Print, character for character, the lines of the entries below that run from the line containing "# test: pointer emits one marker per instance of the street" through the line containing "x=176 y=166", both included, and nothing more.
○ ○ ○ ○ ○ ○ ○
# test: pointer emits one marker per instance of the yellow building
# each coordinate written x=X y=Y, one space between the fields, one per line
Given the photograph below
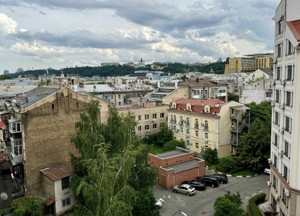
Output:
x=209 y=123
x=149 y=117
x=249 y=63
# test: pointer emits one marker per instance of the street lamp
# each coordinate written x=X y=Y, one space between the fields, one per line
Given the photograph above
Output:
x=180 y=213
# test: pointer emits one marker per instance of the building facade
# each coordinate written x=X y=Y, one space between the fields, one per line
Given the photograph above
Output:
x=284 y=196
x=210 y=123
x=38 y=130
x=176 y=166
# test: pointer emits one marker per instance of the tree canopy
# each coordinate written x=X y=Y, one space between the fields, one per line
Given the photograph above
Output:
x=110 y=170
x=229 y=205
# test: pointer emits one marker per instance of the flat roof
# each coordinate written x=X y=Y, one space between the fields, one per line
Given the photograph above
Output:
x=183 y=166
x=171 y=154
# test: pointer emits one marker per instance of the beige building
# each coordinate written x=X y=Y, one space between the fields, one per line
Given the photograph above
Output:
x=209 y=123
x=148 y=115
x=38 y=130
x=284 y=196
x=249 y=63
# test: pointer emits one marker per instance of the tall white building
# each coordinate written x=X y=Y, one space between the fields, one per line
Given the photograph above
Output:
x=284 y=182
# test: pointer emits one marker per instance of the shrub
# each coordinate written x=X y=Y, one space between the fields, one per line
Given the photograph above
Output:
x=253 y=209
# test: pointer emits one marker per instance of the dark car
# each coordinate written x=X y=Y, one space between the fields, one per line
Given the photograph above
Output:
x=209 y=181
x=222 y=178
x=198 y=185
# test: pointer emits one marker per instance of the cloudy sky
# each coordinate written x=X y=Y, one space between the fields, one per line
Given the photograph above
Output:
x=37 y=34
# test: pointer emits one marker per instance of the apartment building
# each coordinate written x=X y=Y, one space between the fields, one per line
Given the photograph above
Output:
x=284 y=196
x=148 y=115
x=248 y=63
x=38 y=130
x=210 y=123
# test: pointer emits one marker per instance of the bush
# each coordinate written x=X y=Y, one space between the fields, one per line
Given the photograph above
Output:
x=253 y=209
○ ○ ○ ○ ○ ○ ○
Correct output:
# test: pointer emits one marker per instance of the street lamp
# each coordinate written x=X y=Y, one space between the fields, one per line
Given the photograph above
Output:
x=180 y=213
# test: pointer emits one marker per instance of the building facade
# each coordinate written x=X y=Y, one space between the fields, one per line
Given the photograph above
Output:
x=284 y=196
x=210 y=123
x=38 y=130
x=176 y=166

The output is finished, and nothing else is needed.